Given task:
Please output the entries below from the line that contains "Target: player's face" through the final line, reproduced exactly and alone.

— Start of Dataset rows —

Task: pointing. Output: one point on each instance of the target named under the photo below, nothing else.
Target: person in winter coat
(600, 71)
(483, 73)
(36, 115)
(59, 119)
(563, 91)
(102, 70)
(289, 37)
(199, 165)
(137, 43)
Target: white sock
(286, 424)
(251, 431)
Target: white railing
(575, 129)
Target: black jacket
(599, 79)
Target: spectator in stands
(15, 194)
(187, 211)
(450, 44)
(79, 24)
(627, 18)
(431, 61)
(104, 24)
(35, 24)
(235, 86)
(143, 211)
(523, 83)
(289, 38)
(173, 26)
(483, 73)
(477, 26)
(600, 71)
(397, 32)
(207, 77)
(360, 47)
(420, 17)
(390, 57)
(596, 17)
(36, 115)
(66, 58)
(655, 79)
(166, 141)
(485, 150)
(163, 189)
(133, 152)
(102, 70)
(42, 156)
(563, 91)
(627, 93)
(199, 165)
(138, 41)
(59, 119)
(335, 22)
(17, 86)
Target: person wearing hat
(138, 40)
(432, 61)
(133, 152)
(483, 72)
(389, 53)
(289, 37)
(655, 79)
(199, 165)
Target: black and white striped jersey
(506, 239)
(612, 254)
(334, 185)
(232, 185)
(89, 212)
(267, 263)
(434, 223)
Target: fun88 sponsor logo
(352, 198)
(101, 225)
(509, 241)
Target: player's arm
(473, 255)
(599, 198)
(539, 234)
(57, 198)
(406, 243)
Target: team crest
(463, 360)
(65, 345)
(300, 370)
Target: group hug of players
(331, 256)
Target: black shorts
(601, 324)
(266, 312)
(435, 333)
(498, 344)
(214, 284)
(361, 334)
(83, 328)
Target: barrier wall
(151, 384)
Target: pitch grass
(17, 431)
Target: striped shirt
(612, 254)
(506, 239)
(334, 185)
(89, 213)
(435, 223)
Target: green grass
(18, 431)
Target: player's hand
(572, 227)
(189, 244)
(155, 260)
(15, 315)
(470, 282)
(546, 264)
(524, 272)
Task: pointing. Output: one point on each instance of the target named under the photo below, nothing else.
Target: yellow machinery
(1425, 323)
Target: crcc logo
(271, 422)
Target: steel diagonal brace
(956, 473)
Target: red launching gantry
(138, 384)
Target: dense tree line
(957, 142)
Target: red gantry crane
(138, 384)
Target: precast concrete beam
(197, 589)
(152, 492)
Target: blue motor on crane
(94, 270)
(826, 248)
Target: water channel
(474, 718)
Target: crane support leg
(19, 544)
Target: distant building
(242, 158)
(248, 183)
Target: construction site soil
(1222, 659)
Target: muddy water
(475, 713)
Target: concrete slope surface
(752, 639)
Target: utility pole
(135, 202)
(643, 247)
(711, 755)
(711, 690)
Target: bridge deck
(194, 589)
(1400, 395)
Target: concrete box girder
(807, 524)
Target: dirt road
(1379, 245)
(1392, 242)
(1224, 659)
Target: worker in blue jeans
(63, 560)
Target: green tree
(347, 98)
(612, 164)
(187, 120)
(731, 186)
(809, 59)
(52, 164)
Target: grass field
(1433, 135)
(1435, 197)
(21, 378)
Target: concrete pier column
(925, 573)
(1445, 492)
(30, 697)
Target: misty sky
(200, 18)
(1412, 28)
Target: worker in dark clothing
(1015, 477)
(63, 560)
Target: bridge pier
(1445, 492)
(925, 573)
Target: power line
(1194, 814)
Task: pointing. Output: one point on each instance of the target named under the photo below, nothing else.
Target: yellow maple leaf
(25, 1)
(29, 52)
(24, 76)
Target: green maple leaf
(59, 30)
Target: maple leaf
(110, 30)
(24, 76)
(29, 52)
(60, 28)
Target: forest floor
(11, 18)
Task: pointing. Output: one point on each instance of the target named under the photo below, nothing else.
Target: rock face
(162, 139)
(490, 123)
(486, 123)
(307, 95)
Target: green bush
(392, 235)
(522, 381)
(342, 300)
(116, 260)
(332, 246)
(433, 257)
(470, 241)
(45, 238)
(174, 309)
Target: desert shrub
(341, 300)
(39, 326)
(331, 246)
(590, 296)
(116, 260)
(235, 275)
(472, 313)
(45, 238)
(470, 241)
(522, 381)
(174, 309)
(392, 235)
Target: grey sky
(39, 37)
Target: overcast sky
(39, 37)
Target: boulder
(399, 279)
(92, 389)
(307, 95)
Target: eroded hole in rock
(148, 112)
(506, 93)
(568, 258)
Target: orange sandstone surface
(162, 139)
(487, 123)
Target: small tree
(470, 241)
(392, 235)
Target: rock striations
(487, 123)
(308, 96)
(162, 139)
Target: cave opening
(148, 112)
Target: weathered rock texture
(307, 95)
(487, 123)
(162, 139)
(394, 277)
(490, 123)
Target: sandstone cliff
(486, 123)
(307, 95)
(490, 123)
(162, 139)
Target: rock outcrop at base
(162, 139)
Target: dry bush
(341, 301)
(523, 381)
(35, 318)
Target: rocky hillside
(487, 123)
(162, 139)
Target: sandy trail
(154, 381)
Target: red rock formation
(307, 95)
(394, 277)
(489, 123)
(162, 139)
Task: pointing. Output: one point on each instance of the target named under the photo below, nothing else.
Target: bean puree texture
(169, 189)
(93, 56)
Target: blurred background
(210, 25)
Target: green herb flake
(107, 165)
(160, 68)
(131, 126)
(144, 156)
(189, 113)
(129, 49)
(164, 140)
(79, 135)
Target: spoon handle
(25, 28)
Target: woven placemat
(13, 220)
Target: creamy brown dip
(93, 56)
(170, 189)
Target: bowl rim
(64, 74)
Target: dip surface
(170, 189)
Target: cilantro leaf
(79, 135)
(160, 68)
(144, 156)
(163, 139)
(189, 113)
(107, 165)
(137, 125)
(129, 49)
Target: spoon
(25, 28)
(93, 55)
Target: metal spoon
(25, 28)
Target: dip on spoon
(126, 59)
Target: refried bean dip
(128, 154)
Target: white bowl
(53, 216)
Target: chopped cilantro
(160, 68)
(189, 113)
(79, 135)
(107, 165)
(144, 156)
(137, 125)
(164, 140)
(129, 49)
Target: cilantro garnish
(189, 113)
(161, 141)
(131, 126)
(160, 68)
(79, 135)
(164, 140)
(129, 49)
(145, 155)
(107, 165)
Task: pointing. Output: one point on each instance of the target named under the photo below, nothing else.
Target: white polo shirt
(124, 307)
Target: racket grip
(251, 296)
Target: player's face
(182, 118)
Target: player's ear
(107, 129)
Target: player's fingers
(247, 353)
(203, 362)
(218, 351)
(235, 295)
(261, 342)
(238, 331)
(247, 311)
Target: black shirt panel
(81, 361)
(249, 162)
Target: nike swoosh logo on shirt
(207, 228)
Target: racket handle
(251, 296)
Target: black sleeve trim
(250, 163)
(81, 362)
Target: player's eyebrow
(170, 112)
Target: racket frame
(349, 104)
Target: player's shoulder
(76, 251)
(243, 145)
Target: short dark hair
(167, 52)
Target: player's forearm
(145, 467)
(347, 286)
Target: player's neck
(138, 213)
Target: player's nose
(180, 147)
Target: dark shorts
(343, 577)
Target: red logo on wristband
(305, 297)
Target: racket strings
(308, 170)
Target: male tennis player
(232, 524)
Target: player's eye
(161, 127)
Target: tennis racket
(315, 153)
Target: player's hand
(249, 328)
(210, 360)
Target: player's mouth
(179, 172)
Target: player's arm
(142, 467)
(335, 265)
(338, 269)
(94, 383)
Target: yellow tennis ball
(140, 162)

— End of Dataset rows —

Solved exercise:
Target: player's face
(182, 118)
Target: player's ear
(107, 129)
Target: player's fingers
(247, 353)
(203, 362)
(218, 351)
(235, 295)
(261, 342)
(238, 331)
(247, 311)
Target: black shirt panel
(81, 361)
(249, 162)
Target: nike swoosh logo on shirt
(207, 228)
Target: racket handle
(251, 296)
Target: black sleeve trim
(250, 163)
(81, 362)
Target: player's eyebrow
(170, 112)
Target: racket frame
(349, 104)
Target: player's shoulder
(76, 251)
(243, 145)
Target: short dark hair
(167, 52)
Target: player's forearm
(145, 467)
(347, 286)
Target: player's neck
(138, 213)
Target: player's nose
(180, 147)
Target: dark shorts
(343, 577)
Target: red logo on wristband
(305, 297)
Target: racket strings
(308, 170)
Target: male tennis player
(232, 524)
Target: player's eye
(161, 127)
Target: tennis racket
(315, 153)
Target: player's hand
(249, 328)
(210, 360)
Target: player's mouth
(179, 172)
Target: player's arm
(142, 467)
(335, 265)
(338, 269)
(94, 383)
Target: yellow tennis ball
(140, 162)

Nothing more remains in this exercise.